Task to complete | Copy each of the items below word for word, without the pictures.

Extracted records |
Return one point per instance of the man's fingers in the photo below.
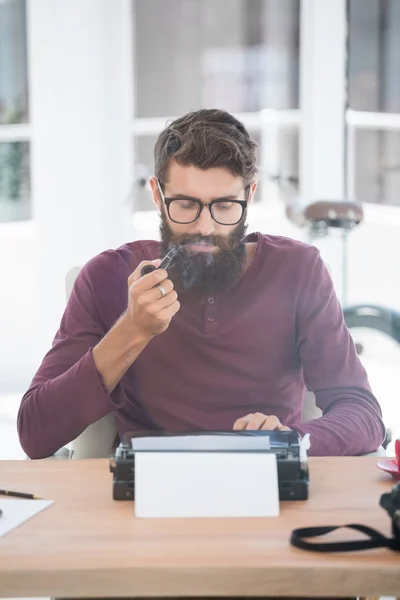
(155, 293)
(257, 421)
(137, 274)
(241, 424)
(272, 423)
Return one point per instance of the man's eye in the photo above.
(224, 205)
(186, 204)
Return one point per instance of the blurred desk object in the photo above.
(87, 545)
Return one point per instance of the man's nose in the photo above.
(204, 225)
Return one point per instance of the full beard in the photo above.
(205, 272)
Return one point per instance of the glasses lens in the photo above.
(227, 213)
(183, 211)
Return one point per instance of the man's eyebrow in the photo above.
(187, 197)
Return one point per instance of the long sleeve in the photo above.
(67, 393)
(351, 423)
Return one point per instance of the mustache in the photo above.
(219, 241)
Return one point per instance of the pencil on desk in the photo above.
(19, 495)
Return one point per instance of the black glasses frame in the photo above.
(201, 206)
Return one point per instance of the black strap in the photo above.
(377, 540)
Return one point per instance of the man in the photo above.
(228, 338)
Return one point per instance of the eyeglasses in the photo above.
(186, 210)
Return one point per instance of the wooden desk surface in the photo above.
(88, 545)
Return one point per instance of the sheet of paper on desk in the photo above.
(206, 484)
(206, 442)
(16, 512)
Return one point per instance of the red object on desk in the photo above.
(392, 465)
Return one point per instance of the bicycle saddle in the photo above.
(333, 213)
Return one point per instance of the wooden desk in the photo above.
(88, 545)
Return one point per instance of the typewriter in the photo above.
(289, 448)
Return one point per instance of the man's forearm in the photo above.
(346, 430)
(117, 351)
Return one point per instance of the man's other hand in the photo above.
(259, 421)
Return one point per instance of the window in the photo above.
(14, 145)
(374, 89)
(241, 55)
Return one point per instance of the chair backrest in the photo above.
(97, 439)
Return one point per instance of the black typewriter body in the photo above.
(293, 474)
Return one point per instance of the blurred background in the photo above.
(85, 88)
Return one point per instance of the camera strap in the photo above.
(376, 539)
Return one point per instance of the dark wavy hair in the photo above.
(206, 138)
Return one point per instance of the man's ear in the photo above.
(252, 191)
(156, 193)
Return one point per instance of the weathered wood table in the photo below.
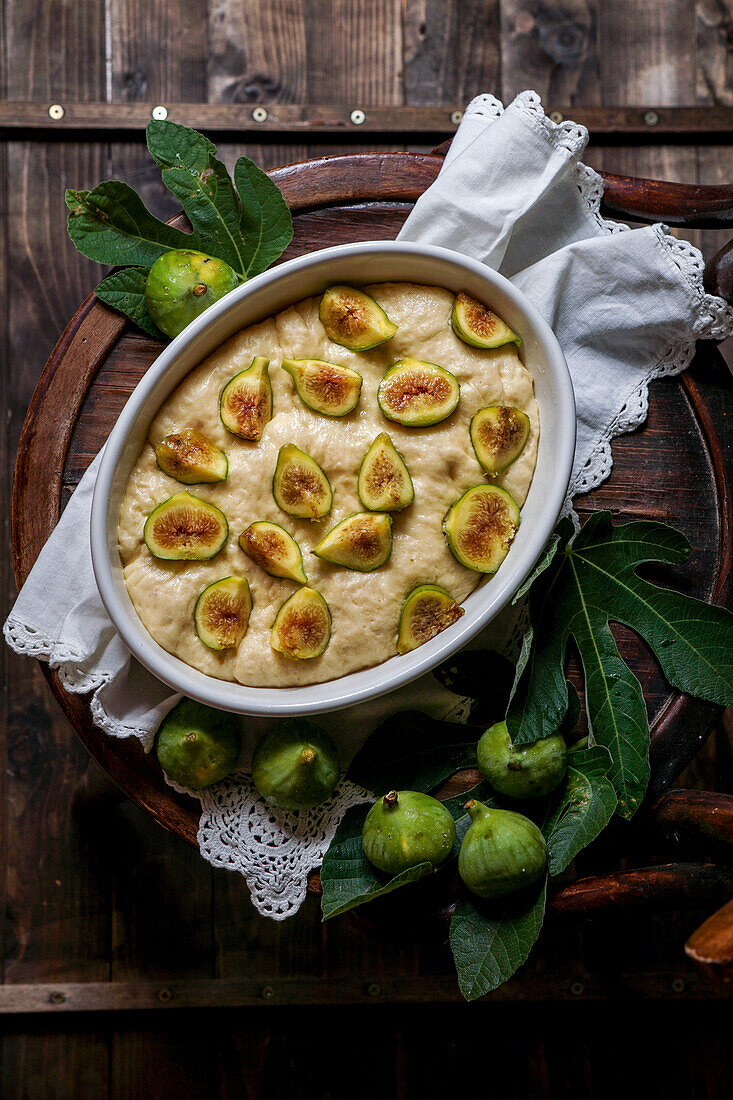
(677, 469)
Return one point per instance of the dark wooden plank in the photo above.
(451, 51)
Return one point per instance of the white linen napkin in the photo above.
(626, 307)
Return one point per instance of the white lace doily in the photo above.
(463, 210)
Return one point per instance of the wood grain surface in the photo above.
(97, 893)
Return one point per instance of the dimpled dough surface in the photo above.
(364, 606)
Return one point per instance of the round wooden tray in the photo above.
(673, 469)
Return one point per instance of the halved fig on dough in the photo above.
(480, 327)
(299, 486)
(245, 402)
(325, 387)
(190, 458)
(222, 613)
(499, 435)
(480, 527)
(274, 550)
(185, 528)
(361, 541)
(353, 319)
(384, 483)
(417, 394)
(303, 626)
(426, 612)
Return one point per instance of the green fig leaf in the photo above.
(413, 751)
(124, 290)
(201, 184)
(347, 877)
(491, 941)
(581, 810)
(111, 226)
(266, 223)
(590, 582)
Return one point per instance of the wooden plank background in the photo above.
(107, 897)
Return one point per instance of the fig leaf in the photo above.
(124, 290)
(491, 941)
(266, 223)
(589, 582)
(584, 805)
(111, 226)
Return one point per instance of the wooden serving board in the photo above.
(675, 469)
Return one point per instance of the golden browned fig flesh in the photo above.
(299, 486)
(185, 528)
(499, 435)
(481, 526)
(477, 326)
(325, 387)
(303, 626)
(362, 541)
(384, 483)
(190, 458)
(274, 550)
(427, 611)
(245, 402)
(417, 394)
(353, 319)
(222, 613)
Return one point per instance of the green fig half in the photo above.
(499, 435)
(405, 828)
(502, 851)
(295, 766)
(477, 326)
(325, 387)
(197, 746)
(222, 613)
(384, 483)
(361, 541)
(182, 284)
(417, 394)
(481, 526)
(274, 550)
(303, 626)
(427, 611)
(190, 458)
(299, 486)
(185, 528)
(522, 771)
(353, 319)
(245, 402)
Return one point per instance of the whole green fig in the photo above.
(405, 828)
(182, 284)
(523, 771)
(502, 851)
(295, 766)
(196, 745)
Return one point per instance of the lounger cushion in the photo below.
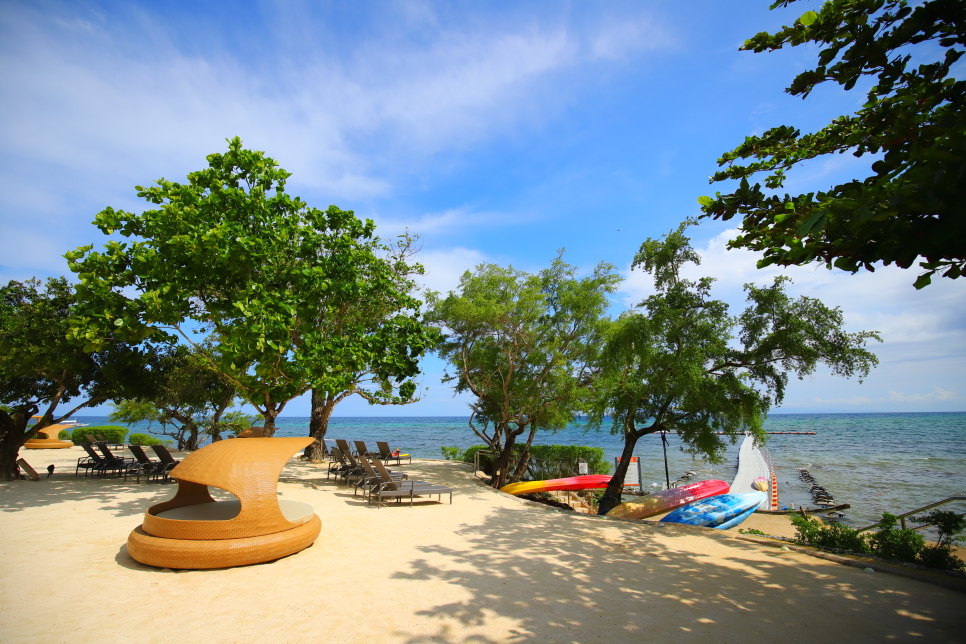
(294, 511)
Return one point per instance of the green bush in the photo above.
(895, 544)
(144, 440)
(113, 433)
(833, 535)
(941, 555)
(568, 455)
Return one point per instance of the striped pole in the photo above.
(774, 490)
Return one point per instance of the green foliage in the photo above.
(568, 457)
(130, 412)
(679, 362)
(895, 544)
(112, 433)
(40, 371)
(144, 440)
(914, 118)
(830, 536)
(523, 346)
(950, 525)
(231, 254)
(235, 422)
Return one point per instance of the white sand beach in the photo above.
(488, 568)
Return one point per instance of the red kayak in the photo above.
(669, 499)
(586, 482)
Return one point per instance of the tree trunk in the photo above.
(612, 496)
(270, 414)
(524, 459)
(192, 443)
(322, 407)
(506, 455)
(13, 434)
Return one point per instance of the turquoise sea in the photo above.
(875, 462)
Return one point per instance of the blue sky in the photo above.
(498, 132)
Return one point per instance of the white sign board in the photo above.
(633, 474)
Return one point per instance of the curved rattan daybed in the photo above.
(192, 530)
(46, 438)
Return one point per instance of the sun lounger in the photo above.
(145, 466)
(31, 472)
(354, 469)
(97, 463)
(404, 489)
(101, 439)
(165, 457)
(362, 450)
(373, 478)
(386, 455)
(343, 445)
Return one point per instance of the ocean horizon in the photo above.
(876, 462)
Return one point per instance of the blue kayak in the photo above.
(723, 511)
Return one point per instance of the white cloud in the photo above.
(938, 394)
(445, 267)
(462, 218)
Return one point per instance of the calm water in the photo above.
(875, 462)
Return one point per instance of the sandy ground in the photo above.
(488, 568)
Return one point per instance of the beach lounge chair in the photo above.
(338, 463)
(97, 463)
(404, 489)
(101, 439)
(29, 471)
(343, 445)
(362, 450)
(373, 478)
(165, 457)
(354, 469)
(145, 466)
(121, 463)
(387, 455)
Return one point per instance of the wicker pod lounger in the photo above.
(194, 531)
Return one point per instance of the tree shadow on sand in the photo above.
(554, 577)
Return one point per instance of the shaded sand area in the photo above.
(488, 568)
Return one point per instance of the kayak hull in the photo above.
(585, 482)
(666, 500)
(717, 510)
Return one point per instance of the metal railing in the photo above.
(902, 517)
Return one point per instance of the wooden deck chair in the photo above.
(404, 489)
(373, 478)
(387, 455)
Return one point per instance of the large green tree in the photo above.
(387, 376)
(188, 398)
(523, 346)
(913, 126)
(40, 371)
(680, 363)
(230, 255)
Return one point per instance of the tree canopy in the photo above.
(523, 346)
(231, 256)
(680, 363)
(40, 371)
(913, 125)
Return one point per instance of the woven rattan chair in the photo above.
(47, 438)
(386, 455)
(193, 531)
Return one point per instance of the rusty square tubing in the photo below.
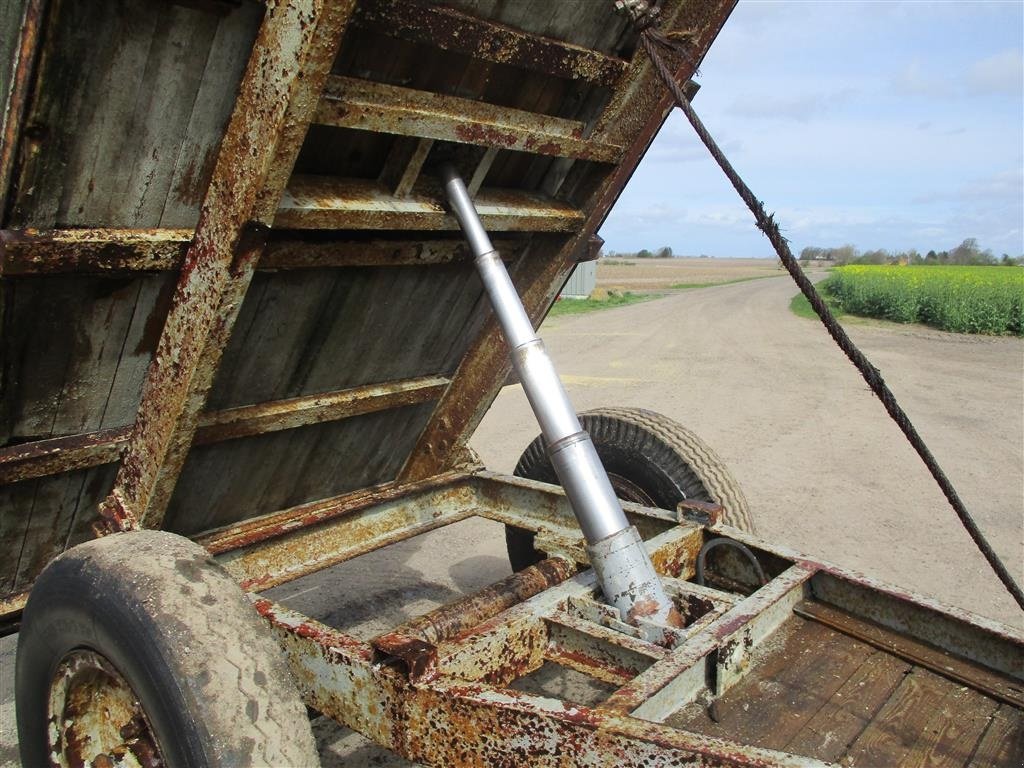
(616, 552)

Correct output |
Return one point per instance of the man's fingers in the photo below.
(155, 293)
(257, 421)
(137, 274)
(241, 424)
(272, 423)
Return one point per instance of the man's eye in the photo above.
(224, 205)
(186, 204)
Return one point per instance of the blurred desk object in the photo above.
(87, 545)
Return one point per instance of the man's nose in the photo above.
(204, 225)
Return one point per instance of the full beard in the photo above.
(205, 272)
Return one point per instance of the glasses lens in the photo above.
(227, 213)
(183, 211)
Return one point per instance of the man's eyebrow in the photo above.
(187, 197)
Return one point per instance of the long sleeve in the photo above.
(67, 393)
(351, 423)
Return one point per instance of the mustache in the photo above.
(219, 241)
Return one point per instance of the pencil on desk in the photo above.
(19, 495)
Return one point per instance of the black glasses frame in the photo above.
(201, 206)
Return one point per instance of the black strap in the photo above.
(377, 540)
Return one point per instance of the man in the photo above.
(228, 338)
Return one point per instance of the eyeglasses in the photo above.
(186, 210)
Return one point per instance of the wooden desk surface in the photo above.
(88, 545)
Return one point per instance of the sheet of paper on desk in the photo above.
(206, 484)
(206, 442)
(16, 512)
Return one point per instance of the red object on desk in the photo above.
(392, 465)
Return one point per instance of the bicycle saddle in the photo above.
(333, 213)
Return one point per instance of the wooden desk in the photo above.
(88, 545)
Return one point per instance of the typewriter in the photo above.
(289, 448)
Return one point per instance of the man's forearm in the photo above.
(346, 430)
(117, 351)
Return one point per instance of the man's other hand in the photo above.
(259, 421)
Return one point per instance of the window in the photo above.
(14, 145)
(374, 89)
(241, 55)
Return one point per instance of the chair backrest in the photo above.
(97, 439)
Return one point per instance of the black typewriter body in the photo above.
(293, 474)
Return one point per instance of the blurred background in the photo above.
(85, 88)
Return one point per instance of the camera strap in the photo above.
(376, 539)
Return one point per instance of the dark wavy hair in the photo above.
(206, 138)
Return one point per instance of the man's ear in the photo above.
(252, 191)
(156, 193)
Return one point per instance of the weathered wood table in the photo below.
(677, 469)
Return one point per instance of the dark wooden plank in the photo above.
(451, 51)
Return one point per instance of the white linen napkin in the photo above.
(626, 307)
Return one point per instance of the white lace doily in the photo above.
(463, 210)
Return one point per instance of the wood grain surface in the photo above.
(97, 893)
Return one point per instance of the dimpled dough surface in the photo above.
(364, 606)
Return one point per instance of the round wooden tray in the photo above.
(673, 469)
Return one point per instance of the halved fig on dough in the photo above.
(480, 327)
(299, 486)
(245, 402)
(325, 387)
(190, 458)
(222, 613)
(499, 435)
(480, 527)
(274, 550)
(185, 528)
(361, 541)
(353, 319)
(384, 483)
(417, 394)
(303, 626)
(426, 612)
Return one point per instance of the green fig leaf in the photo above.
(413, 751)
(124, 290)
(201, 184)
(347, 877)
(491, 941)
(581, 810)
(111, 226)
(266, 223)
(590, 582)
Return one point per instance of the wooden plank background in the photo above.
(107, 897)
Return one point per instance of the fig leaf in the photo above.
(124, 290)
(491, 941)
(266, 223)
(589, 582)
(584, 805)
(111, 226)
Return one point per instance of the wooden serving board in the photo above.
(675, 469)
Return one point per instance of the golden browned fig flesh in the photo above.
(299, 486)
(185, 528)
(499, 435)
(481, 526)
(477, 326)
(325, 387)
(303, 626)
(362, 541)
(384, 483)
(190, 458)
(274, 550)
(427, 611)
(245, 402)
(417, 394)
(353, 319)
(222, 613)
Return one point per instance of the green fig half in the photo above.
(499, 435)
(405, 828)
(502, 851)
(295, 766)
(477, 326)
(325, 387)
(197, 746)
(222, 613)
(384, 483)
(361, 541)
(182, 284)
(417, 394)
(481, 526)
(274, 550)
(303, 626)
(427, 611)
(190, 458)
(299, 486)
(185, 528)
(522, 771)
(353, 319)
(245, 402)
Return one point per instance of the whole green fig in the photo above.
(405, 828)
(182, 284)
(523, 771)
(502, 851)
(295, 766)
(196, 745)
Return one point per instance of the lounger cushion in the photo below.
(294, 511)
Return one point per instance of the green bush in the photo above.
(895, 544)
(144, 440)
(113, 433)
(833, 535)
(941, 555)
(568, 455)
Return one point per instance of the striped pole in the photo above.
(774, 490)
Return one point per instance of the green foliage in the photo above.
(568, 457)
(130, 412)
(679, 362)
(895, 544)
(112, 433)
(40, 371)
(144, 440)
(914, 118)
(830, 536)
(523, 346)
(950, 525)
(231, 254)
(235, 422)
Return one point per instance of the white sand beach in the photo above.
(488, 568)
Return one point per instance of the red kayak in the photo above.
(669, 499)
(586, 482)
Return one point per instance of the tree trunk in the photo above.
(612, 496)
(270, 414)
(524, 459)
(192, 443)
(322, 407)
(506, 455)
(13, 434)
Return one point per instance of the turquoise sea in the photo above.
(875, 462)
Return one point per instance of the blue sky in the photo above.
(498, 132)
Return one point per instance of the white sign board in the photo above.
(633, 474)
Return one point per instance of the curved rattan daybed in the photo above.
(192, 530)
(46, 438)
Return one point per instance of the sun lounger in the photo above.
(145, 466)
(31, 472)
(354, 469)
(97, 463)
(404, 489)
(101, 439)
(165, 457)
(362, 450)
(373, 478)
(386, 455)
(343, 445)
Return one point per instance of the ocean horizon in the photo above.
(876, 462)
Return one point per instance of the blue kayak in the photo above.
(723, 511)
Return one point per instance of the white cloud in the photo above.
(938, 394)
(445, 267)
(462, 218)
Return one point per instance of the calm water in the photo above.
(875, 462)
Return one point per instance of the sandy ground in the photo above.
(488, 568)
Return one point per instance of the beach lounge chair in the photo above.
(338, 463)
(97, 463)
(404, 489)
(101, 439)
(29, 471)
(343, 445)
(362, 450)
(373, 478)
(165, 457)
(354, 469)
(145, 466)
(121, 463)
(387, 455)
Return one point per instance of the wicker pod lounger in the photo above.
(194, 531)
Return one point per instance of the tree shadow on sand in the photo above.
(554, 577)
Return one point per instance of the shaded sand area in the photo above.
(488, 568)
Return one point per instance of the kayak hull in the photo above.
(585, 482)
(666, 500)
(717, 510)
Return one point per instance of the metal railing in the photo above.
(902, 517)
Return one point per instance of the wooden deck chair in the photo above.
(404, 489)
(373, 478)
(387, 455)
Return one point per instance of the large green tree in the photo above.
(387, 376)
(188, 398)
(523, 346)
(913, 126)
(40, 371)
(680, 363)
(230, 255)
Return one point per instance of the tree canopy in the photo above.
(523, 346)
(231, 256)
(680, 363)
(40, 371)
(913, 125)
Return one point per instance of the woven rattan chair in the photo above.
(47, 438)
(386, 455)
(193, 531)
Return one point per instance of the rusty square tubing in the photo below.
(616, 552)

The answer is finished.